--- BEGIN ---

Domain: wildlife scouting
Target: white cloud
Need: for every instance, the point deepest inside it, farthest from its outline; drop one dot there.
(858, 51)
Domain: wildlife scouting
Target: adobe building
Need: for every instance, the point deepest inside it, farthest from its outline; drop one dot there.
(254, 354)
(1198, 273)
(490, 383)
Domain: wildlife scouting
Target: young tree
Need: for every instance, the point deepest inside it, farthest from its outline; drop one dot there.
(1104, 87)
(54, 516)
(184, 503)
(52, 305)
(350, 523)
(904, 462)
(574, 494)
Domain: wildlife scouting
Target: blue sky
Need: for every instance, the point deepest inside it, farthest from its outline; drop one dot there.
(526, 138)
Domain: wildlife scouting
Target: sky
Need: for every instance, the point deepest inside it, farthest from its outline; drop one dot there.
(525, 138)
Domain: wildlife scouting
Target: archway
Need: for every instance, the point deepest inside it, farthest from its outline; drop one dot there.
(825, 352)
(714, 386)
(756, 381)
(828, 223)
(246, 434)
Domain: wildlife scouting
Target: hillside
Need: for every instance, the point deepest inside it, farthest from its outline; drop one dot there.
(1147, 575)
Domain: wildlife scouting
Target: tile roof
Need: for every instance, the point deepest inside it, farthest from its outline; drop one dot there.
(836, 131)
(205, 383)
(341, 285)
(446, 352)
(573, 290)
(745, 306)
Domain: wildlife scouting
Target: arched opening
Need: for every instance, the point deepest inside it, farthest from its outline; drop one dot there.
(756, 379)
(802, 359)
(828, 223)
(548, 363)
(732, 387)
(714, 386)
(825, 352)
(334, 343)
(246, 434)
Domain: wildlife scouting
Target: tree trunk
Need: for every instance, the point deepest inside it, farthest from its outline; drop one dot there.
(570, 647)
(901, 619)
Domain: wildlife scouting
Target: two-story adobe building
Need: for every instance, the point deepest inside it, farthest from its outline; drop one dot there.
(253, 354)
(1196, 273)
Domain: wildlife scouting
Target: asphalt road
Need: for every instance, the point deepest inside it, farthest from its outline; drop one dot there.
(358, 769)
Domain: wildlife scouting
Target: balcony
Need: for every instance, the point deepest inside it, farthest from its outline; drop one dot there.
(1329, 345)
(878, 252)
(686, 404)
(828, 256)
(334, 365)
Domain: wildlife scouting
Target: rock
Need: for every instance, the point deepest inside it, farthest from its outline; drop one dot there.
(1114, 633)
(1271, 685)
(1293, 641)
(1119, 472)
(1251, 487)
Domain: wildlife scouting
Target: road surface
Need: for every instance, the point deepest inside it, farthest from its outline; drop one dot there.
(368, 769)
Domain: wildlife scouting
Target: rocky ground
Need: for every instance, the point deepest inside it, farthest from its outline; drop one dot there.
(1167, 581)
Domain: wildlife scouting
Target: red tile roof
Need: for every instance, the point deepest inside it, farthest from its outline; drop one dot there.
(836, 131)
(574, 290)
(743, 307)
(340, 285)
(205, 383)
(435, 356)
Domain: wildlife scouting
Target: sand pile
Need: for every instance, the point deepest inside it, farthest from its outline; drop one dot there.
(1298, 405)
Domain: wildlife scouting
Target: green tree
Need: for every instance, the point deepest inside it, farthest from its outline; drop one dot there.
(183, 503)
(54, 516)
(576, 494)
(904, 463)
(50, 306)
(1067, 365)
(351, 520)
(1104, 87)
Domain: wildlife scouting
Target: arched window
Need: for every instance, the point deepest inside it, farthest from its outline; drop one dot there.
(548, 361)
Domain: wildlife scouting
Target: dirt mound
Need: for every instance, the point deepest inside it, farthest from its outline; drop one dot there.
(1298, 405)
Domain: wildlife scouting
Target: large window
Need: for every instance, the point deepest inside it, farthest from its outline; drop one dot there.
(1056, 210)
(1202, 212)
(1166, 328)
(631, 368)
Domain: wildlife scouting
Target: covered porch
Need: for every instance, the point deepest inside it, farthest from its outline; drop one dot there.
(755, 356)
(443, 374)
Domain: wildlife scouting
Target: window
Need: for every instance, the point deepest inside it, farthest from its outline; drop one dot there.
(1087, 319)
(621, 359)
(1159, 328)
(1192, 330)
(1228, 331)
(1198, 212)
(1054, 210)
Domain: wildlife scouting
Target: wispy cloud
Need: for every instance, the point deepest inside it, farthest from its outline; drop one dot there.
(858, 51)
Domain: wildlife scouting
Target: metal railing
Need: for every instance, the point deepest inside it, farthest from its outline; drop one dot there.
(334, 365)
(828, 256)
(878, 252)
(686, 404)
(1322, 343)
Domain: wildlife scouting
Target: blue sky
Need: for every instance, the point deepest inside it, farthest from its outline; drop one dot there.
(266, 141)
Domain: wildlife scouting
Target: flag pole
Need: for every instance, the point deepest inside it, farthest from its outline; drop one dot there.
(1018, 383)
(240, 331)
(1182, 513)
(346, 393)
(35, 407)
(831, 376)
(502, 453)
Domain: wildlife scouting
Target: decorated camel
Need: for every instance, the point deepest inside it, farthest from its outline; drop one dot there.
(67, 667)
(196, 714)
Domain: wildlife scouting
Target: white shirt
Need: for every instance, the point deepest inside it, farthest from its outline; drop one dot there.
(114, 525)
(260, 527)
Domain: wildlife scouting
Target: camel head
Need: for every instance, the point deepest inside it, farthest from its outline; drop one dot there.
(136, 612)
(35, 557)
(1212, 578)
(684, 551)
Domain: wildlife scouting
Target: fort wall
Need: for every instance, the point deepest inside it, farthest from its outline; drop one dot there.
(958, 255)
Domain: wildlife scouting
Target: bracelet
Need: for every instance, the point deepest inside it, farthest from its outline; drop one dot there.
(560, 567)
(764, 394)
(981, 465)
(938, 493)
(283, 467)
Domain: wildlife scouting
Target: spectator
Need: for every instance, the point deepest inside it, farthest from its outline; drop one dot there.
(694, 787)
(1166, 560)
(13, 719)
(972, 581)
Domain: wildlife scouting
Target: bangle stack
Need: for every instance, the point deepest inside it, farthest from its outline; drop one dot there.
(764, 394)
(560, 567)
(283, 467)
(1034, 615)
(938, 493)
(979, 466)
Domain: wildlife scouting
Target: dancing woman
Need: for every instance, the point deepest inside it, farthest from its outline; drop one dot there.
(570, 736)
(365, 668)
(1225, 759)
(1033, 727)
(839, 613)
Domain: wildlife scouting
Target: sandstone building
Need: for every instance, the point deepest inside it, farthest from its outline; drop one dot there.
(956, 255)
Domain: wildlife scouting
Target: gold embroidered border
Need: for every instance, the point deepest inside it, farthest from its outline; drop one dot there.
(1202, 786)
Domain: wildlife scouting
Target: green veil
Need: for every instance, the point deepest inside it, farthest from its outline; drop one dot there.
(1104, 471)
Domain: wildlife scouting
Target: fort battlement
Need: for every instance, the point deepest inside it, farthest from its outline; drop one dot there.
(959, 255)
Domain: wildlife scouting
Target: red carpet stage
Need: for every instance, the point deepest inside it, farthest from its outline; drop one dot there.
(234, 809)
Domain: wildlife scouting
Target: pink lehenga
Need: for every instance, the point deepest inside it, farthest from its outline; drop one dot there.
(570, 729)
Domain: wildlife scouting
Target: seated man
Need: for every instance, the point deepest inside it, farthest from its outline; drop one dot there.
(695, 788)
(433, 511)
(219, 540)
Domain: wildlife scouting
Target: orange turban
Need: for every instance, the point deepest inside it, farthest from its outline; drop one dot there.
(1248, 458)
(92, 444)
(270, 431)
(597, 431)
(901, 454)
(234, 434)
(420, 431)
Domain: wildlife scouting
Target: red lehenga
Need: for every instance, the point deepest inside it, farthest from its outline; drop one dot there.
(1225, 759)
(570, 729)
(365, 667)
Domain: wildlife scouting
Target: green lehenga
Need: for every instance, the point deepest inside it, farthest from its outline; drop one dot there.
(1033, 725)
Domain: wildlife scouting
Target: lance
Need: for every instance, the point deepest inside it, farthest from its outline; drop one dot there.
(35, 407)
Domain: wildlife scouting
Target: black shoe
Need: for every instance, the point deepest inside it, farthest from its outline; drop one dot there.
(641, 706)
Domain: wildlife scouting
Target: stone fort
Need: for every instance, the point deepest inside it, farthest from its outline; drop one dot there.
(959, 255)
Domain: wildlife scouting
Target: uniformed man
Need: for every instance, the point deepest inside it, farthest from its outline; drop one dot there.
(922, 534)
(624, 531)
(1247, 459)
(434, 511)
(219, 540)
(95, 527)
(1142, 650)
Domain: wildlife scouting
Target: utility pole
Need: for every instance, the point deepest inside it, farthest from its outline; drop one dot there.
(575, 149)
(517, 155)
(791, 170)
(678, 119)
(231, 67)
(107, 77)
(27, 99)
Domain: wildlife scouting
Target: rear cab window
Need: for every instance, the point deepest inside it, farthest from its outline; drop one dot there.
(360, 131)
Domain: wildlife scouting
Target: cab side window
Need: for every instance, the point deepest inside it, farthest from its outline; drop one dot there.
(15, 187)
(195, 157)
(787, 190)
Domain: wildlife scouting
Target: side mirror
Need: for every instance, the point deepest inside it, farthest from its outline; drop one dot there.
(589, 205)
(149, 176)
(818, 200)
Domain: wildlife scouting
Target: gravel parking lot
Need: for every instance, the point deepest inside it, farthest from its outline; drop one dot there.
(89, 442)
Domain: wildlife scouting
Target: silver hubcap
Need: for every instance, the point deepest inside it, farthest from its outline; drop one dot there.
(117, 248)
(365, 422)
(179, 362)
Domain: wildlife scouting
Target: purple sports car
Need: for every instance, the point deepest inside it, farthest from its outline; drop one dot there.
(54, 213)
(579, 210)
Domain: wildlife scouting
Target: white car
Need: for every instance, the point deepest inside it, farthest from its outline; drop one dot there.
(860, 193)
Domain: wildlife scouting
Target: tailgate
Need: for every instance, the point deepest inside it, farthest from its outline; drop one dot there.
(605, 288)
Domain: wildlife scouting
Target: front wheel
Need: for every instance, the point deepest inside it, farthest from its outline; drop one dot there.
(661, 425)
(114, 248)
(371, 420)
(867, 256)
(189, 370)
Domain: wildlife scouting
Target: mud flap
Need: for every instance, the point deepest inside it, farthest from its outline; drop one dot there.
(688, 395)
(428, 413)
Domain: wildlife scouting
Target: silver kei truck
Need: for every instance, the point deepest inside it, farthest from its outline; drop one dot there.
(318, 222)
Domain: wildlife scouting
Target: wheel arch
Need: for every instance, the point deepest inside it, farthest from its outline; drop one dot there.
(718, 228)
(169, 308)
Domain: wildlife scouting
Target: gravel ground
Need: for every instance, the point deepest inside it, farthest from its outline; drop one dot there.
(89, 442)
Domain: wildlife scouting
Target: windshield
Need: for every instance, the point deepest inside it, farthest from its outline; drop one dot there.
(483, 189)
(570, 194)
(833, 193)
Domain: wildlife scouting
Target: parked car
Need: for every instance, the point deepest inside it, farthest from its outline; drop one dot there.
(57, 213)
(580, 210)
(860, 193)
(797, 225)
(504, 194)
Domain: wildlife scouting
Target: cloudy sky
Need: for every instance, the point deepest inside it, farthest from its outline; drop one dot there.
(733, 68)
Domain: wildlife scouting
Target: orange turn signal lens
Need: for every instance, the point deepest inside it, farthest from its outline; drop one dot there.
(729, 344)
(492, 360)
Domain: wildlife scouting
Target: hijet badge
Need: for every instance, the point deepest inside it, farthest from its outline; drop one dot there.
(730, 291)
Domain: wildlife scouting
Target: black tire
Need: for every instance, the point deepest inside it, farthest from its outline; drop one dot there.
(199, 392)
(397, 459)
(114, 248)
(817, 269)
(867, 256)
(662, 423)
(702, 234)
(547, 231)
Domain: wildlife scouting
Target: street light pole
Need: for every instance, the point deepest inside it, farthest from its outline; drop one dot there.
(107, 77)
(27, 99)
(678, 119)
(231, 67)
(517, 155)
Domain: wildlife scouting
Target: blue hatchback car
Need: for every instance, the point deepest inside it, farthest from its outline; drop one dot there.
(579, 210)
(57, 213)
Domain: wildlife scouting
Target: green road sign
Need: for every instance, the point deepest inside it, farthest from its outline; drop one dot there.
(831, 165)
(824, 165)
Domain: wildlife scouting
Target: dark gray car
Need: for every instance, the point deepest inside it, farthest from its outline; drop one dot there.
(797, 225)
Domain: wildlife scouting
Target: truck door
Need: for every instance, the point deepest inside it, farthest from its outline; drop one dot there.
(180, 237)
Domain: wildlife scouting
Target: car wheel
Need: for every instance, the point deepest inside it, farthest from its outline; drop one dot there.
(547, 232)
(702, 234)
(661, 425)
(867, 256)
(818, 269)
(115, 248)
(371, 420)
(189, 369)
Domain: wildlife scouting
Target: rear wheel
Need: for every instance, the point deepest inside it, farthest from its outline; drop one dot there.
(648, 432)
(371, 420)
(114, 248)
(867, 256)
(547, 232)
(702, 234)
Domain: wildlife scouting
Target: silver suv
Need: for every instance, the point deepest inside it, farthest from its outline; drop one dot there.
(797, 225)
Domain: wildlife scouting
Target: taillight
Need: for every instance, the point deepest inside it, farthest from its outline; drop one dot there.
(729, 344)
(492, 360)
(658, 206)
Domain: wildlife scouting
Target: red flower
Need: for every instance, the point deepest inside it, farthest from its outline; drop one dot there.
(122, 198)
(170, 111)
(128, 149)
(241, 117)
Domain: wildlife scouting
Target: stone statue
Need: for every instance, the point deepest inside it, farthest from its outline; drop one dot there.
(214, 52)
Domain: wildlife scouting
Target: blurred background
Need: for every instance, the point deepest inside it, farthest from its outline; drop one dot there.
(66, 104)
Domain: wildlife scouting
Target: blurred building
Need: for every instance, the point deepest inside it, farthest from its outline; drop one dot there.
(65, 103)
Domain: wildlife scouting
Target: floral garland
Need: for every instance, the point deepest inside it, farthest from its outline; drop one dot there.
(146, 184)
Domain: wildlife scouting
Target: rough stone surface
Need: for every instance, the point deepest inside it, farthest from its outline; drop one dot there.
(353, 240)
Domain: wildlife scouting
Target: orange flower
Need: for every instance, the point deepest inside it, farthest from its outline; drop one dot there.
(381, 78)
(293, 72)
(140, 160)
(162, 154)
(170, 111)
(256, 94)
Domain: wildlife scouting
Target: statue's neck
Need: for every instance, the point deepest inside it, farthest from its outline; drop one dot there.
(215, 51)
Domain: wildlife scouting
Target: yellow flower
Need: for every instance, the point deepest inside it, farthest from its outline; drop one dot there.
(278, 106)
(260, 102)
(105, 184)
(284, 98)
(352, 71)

--- END ---

State how many lines of the listing above contain the word "tile", giving only the number.

Written answer ▸
2